> Problem description
In the comment thread on trade winds, what does mpcraig say the NCAR report claims will happen to trade winds in a warming world?

> Text passage
====
To me it seems that mr. English pick his start date to ‘hide’ when trade winds were stronger in the past!
La Nina’s dominated the latter 1800s:
Extended Multivariate ENSO Index (MEI.ext)
http://www.esrl.noaa.gov/psd/enso/mei.ext/

mpcraig
February 10, 2014 12:49 pm

The NCAR report claims that in a warming world, trade winds will weaken. England’s study says that recent warming has not happened because of increased trade winds. That’s consistent.
Maybe I’m missing something here.

The Ghost Of Big Jim Cooley
February 10, 2014 12:51 pm

Great, isn’t it? I mean, it’s just great to sit on the sidelines and watch some warmists make just complete prats of themselves. Then of course, you have that other one, Grant Foster (Tamino), saying that there ISN’T a hiatus. I think it’s great to sit and watch the parade go by – with ever-more silly ideas on what might be causing the hiatus. Wonder how long it will be before one warmist/scientist says, ‘Hold up, we may of got the sensitivity wrong’. It won’t be Grant Foster, that’s for sure – he won’t ever be able to admit it, even when the temp anomaly is on the slide! Of course, you could say the slide has started. But then that would be cherry-picking a date to suit. Now that’s something Mr Foster knows all about. Back to the parade.
====
> Records supplied
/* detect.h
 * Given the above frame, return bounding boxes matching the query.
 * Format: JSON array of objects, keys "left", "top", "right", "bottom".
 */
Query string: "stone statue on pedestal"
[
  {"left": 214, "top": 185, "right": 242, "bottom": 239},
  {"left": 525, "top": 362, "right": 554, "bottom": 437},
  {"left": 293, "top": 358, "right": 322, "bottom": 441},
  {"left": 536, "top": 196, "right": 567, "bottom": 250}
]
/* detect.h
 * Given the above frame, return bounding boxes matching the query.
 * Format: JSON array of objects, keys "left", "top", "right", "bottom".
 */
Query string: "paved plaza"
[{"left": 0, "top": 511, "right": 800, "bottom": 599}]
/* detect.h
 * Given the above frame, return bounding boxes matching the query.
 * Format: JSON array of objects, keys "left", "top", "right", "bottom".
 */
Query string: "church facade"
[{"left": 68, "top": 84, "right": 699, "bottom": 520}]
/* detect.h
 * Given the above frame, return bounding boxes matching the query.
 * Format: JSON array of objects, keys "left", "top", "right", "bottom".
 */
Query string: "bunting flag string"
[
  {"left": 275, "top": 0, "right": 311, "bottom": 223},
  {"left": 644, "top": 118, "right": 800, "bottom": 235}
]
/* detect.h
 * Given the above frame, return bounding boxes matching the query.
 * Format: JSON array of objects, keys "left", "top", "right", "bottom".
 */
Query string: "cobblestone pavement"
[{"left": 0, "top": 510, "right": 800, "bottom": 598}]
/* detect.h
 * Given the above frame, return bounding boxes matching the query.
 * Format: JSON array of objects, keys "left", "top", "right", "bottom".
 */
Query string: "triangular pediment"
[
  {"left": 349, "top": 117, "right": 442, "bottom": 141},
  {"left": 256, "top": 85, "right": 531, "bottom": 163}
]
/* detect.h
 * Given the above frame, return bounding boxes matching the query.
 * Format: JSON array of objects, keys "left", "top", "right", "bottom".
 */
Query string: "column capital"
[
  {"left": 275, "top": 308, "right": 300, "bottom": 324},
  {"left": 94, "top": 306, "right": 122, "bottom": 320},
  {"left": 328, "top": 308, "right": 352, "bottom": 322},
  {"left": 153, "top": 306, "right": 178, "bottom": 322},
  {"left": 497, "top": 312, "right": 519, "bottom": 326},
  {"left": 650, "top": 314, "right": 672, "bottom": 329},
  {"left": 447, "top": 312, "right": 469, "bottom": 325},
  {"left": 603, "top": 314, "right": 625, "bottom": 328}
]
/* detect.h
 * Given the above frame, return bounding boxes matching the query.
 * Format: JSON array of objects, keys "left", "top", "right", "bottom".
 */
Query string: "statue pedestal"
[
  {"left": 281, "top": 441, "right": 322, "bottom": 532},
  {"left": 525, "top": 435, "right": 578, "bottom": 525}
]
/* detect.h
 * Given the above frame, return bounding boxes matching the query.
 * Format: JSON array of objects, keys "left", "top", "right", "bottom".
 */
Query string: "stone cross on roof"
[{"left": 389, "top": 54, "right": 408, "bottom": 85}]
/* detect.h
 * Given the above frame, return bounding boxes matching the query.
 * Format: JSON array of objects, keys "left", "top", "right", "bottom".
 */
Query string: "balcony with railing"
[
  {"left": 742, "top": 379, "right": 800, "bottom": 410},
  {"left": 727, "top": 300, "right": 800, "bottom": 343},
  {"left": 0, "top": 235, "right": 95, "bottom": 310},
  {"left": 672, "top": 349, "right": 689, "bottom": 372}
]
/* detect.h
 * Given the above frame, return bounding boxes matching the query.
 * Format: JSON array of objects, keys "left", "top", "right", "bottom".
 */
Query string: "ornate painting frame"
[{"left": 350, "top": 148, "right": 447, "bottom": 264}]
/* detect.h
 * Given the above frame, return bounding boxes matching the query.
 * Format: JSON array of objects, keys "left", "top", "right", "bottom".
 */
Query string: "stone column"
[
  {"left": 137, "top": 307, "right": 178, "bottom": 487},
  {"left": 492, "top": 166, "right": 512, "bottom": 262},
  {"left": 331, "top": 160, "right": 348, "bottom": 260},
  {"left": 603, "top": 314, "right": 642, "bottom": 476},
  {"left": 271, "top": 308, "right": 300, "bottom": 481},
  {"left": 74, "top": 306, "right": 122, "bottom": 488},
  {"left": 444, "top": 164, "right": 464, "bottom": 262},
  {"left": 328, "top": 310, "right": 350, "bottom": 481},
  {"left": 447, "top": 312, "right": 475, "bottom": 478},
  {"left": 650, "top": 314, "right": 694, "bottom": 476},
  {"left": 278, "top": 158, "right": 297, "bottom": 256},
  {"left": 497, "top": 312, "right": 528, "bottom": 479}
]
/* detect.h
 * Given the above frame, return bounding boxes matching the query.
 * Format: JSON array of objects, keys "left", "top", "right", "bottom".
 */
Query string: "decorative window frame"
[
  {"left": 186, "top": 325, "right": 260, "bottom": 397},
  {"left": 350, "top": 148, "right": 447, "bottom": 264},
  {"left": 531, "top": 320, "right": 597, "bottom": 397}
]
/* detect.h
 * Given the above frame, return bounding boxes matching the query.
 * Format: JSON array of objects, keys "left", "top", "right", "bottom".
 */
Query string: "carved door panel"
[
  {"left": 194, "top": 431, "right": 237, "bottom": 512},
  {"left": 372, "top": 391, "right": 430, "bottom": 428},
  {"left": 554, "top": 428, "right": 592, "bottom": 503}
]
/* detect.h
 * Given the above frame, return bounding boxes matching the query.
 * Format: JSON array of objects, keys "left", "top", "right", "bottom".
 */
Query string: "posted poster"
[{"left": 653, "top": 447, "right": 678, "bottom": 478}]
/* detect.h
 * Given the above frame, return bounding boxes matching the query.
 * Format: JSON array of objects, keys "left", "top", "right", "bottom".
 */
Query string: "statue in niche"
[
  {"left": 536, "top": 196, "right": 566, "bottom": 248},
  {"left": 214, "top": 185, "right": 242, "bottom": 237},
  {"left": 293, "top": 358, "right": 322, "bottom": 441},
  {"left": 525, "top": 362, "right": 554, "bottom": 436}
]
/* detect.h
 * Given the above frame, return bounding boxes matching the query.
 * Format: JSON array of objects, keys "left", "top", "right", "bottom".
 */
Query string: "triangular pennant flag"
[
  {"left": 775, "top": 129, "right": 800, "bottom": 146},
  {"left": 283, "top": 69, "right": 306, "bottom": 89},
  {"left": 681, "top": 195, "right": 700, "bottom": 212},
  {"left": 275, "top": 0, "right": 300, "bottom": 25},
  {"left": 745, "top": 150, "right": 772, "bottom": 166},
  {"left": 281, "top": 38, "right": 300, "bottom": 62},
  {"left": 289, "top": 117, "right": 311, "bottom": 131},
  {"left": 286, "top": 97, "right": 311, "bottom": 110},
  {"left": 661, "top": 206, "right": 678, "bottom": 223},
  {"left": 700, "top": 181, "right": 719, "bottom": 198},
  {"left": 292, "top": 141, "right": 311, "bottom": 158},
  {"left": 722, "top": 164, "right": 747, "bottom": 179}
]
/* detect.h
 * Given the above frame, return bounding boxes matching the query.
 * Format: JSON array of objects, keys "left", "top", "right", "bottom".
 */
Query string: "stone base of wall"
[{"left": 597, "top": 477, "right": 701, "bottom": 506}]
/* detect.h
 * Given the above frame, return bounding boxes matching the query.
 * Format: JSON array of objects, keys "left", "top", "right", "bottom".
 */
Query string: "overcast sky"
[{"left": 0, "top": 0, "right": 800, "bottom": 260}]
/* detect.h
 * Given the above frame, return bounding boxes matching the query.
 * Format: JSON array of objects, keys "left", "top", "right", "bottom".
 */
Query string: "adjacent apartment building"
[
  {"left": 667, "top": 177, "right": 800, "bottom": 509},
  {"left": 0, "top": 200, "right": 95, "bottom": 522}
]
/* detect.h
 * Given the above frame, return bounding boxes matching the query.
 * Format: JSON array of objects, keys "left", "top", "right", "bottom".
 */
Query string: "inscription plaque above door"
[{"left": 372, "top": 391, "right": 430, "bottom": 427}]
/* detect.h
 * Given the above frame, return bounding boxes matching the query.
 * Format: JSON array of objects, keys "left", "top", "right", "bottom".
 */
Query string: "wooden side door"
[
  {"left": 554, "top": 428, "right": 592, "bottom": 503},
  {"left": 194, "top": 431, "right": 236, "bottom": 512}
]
====
> Reply to the exercise
They will weaken.